» Pasaje dado:
--------------------------------

En Ladycross montaba a caballo, practicaba rugby —era el mejor ala del mundo— y, en general, destacaba en los deportes: fútbol, atletismo, críquet —el croquet no, que siempre fue de nenazas—. Recuerdo que en la final del campeonato de boxeo, yo, retaco español, me enfrentaría a un sajón largirucho al que sacudí en la nuez, con resultados definitivos que lo llevaron sangrando a la enfermería. Salvado el escollo del piano, prácticamente todo me gustaba. Me gustaba hasta rellenar ese calendario en el que según amaneciera el día teníamos que pintar una nube, unas gotas de lluvia, una lluvia torrencial o un sol entre brumas —rara vez un sol limpio— para consignar cumplidamente y con toda pulcritud el tiempo atmosférico de esa parte de las islas británicas en nuestros cuadernos. Sí, definitivamente, Ladycross era un buen sitio.

Y eso que la disciplina era estricta. En el comedor, por ejemplo, un par de alumnos mayores —el colegio estaba dividido en dos edificios, uno para los benjamines y otro para los de más edad— se sentaban a nuestra mesa y vigilaban nuestros modales e incluso el ángulo en que colocábamos los codos: armados con una vara de bambú, no dudaban en utilizarla si los libros que nos habían metido bajo el brazo se deslizaban mientras comíamos y caían al suelo. Allí te corregían a palo limpio, no tenían demasiados escrúpulos al respecto; las travesuras se pagaban caras y lo más llamativo de todo era que tenías que darles parte de los dos chelines y seis peniques que te asignaban semanalmente para que te castigaran, una manera un tanto enrevesada de reconocer tu culpabilidad y el gran favor que te hacían aquellos imberbes desalmados sacudiéndote sin piedad.

Para la tarea punitiva, el director, por su parte, utilizaba un hueso de ballena recubierto de cuero que habría hecho las delicias de sadomasos y que a nosotros nos dejaba las manos en carne viva si no habías tenido la precaución de untarte jabón en las palmas antes de acudir al despacho del headmaster . No me resisto a identificar al ángel benefactor que me aconsejó aquella protección tan útil, un amigo italiano, Vittorio Manunta, que tiempo después nos deleitaría con sus escarceos cinematográficos como protagonista de la película Peppino y Violeta , que narra la historia de un cristianísimo muchacho que acude con su burra enferma, Violeta, al Vaticano, para que el santo padre sane a la cuadrúpeda.

Mi primera paliza llegó como resultado de mi afán experimentador; por aquellos días consumíamos con fruición un tipo de golosinas que se presentaban en forma de avión, de tren, de coche… No sé qué ingredientes misteriosos incorporarían en su composición, pero lo cierto es que pronto descubrimos las posibilidades de montar con aquellos caramelos un espectáculo pirotécnico en toda regla: cuando les acercabas una cerilla encendida, prendían que daba gusto y al cabo de unos segundos estallaban como pequeños petardos.

--------------------------------

» Filas extraídas:
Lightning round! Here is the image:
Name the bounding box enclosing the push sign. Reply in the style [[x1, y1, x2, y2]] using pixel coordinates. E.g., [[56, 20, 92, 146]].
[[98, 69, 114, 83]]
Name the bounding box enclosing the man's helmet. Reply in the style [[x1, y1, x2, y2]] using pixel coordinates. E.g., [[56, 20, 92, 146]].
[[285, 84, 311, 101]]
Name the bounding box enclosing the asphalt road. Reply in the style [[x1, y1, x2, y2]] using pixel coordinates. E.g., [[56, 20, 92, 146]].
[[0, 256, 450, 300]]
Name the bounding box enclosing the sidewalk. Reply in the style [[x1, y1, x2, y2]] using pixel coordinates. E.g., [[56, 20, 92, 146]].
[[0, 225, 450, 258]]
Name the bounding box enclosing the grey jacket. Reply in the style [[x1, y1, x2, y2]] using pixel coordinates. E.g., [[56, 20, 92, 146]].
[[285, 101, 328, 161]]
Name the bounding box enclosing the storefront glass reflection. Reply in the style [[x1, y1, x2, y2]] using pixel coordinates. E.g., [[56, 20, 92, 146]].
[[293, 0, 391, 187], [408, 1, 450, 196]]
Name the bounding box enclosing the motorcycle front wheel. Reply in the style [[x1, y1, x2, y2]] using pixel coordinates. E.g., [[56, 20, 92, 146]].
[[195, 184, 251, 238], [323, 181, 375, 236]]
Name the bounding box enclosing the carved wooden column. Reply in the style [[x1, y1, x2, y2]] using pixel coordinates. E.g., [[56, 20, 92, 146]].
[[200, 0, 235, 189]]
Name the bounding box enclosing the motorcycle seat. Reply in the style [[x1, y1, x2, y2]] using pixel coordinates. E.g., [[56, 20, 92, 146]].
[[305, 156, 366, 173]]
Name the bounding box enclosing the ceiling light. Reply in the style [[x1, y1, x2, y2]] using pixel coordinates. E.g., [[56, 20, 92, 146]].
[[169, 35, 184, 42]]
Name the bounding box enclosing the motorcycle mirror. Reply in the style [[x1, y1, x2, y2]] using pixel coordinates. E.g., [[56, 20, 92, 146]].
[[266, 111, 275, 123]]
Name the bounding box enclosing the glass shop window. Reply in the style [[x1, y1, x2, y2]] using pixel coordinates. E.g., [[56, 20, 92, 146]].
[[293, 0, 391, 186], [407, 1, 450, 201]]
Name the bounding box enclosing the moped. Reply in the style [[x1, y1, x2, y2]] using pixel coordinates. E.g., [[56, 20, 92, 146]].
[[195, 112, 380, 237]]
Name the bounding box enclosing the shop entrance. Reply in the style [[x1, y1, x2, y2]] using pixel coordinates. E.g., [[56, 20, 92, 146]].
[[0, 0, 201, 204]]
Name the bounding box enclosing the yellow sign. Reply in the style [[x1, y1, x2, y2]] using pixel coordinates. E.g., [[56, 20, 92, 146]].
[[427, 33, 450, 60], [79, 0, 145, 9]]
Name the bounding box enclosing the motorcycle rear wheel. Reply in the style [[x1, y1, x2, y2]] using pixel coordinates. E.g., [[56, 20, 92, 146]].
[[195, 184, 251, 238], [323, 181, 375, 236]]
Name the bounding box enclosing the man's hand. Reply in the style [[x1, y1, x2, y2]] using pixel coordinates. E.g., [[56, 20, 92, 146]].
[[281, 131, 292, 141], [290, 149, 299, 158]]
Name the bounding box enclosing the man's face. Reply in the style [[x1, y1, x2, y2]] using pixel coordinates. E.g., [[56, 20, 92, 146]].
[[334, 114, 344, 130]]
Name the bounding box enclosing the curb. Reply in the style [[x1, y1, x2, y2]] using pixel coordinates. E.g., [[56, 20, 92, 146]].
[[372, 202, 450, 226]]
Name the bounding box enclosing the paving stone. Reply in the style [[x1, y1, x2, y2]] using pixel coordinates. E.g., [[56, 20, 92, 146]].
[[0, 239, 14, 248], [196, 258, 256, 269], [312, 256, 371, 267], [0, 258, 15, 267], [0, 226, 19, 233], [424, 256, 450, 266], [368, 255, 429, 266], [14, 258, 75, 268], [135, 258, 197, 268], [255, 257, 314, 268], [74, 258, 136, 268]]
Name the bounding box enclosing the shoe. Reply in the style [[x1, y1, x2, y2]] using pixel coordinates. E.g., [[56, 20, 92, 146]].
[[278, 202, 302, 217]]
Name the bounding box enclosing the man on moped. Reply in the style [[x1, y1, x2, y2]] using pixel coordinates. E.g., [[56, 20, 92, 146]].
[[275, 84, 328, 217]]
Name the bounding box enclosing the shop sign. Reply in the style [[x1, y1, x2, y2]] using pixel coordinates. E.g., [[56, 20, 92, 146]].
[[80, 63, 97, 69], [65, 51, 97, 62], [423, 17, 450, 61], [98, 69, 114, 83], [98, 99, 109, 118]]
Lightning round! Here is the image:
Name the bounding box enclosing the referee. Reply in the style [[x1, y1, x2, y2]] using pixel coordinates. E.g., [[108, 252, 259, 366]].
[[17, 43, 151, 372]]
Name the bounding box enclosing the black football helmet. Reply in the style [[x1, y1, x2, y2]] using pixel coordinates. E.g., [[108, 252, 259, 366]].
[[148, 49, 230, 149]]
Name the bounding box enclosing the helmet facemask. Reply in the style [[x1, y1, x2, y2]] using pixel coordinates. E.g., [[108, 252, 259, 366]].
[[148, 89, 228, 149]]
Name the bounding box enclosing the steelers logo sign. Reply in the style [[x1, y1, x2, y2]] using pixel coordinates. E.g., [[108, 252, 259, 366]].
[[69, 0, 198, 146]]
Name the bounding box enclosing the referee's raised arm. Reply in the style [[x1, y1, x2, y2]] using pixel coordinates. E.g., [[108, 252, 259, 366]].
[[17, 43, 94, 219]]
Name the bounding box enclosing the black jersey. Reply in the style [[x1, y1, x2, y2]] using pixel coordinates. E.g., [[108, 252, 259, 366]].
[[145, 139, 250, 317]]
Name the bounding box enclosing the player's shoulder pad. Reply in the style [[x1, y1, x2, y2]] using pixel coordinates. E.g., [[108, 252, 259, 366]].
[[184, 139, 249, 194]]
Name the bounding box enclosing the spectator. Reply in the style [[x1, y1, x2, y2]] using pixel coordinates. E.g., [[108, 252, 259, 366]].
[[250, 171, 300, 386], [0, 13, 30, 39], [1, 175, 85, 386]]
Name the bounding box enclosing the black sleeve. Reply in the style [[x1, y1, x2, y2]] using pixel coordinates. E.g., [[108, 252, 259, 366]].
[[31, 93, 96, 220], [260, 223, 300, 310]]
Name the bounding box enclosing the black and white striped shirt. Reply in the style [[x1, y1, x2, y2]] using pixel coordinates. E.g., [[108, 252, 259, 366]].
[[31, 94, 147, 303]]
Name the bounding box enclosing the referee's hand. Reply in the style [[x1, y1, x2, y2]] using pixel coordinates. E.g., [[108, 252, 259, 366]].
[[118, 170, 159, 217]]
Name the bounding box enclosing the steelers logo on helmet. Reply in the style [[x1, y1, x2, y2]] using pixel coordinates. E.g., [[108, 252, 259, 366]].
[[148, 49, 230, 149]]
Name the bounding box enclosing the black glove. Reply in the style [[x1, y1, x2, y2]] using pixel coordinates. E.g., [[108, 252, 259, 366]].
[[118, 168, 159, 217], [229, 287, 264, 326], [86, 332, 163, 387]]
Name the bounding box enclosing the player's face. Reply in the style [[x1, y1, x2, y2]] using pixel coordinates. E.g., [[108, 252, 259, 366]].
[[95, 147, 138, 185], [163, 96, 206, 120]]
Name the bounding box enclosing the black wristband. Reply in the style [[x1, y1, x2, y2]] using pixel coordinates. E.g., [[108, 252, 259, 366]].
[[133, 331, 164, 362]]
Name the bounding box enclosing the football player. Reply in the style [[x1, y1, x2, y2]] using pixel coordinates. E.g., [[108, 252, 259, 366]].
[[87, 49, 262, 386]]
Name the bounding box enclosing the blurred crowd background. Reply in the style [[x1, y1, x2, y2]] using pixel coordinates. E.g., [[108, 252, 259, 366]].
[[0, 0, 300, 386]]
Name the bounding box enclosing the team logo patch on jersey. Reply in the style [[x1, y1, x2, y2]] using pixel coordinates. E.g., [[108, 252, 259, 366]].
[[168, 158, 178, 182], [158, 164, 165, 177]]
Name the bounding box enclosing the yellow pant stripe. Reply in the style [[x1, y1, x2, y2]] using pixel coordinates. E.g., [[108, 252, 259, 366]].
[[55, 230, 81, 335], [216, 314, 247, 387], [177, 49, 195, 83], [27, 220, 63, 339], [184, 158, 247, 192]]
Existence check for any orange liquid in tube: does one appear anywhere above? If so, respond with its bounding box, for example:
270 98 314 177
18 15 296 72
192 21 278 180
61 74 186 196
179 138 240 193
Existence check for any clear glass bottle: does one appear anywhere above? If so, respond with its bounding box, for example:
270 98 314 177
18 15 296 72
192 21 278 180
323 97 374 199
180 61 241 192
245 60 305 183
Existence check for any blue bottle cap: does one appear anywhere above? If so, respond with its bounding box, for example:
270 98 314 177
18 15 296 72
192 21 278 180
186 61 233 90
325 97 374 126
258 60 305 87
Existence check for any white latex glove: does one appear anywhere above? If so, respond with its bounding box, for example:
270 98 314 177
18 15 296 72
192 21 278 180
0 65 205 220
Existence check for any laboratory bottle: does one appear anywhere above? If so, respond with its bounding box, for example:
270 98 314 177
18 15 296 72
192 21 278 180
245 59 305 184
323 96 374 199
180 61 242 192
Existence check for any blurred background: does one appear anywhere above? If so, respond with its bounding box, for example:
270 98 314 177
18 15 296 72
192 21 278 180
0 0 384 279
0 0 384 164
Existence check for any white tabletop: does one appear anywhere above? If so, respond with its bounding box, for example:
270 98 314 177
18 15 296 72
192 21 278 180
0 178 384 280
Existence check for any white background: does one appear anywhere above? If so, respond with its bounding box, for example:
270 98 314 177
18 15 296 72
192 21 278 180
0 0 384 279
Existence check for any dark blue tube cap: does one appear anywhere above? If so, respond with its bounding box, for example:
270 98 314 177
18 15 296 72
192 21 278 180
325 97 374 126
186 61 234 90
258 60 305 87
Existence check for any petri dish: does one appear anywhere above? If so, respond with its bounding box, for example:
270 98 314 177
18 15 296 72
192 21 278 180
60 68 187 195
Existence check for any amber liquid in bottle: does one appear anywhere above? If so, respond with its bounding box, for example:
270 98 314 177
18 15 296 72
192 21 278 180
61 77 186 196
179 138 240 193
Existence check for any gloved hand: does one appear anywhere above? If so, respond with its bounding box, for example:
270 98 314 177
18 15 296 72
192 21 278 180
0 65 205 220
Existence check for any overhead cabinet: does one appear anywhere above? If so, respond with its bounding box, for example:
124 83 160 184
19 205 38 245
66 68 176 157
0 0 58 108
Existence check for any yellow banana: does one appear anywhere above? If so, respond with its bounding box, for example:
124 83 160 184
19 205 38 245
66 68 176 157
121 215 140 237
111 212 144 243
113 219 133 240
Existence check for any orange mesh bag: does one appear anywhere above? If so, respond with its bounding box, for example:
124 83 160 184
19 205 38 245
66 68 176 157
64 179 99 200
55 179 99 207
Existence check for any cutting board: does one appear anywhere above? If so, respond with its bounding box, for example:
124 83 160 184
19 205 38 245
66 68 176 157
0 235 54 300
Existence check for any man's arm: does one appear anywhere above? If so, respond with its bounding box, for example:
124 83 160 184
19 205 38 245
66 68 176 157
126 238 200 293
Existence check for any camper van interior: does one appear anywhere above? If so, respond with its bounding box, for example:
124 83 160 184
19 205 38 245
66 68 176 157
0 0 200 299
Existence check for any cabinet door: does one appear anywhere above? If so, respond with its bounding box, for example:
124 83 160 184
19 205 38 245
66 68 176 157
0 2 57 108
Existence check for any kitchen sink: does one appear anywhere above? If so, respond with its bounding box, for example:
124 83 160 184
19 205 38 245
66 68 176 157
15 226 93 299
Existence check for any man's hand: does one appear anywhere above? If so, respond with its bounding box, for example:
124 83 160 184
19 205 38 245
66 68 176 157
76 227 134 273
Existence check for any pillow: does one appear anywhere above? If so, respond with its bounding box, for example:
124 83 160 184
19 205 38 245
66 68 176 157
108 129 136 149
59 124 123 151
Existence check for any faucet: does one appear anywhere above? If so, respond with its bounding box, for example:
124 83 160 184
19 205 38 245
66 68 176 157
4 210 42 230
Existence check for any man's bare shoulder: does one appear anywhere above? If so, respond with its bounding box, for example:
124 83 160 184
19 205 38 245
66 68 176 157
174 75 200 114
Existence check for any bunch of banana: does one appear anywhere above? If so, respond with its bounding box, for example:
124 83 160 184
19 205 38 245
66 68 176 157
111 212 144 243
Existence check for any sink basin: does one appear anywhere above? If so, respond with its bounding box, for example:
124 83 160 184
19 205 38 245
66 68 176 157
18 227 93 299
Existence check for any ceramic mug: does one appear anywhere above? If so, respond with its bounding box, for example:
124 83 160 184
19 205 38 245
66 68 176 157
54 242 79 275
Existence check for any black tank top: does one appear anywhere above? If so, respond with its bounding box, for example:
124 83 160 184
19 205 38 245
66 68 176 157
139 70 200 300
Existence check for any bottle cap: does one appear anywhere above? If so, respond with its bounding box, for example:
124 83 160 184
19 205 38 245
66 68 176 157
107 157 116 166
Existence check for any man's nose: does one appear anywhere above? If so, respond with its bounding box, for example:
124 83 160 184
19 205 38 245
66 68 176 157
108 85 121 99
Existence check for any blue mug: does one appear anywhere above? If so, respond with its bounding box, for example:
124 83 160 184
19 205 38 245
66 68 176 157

--------------------------------

» El problema:
Repite textualmente la parte del pasaje sobre Ladycross que comienza en "Para la tarea" y termina en "a la cuadrúpeda.". Las filas no tienen relación con el pasaje sobre el colegio Ladycross.

» Problema resuelto:
Para la tarea punitiva, el director, por su parte, utilizaba un hueso de ballena recubierto de cuero que habría hecho las delicias de sadomasos y que a nosotros nos dejaba las manos en carne viva si no habías tenido la precaución de untarte jabón en las palmas antes de acudir al despacho del headmaster . No me resisto a identificar al ángel benefactor que me aconsejó aquella protección tan útil, un amigo italiano, Vittorio Manunta, que tiempo después nos deleitaría con sus escarceos cinematográficos como protagonista de la película Peppino y Violeta , que narra la historia de un cristianísimo muchacho que acude con su burra enferma, Violeta, al Vaticano, para que el santo padre sane a la cuadrúpeda.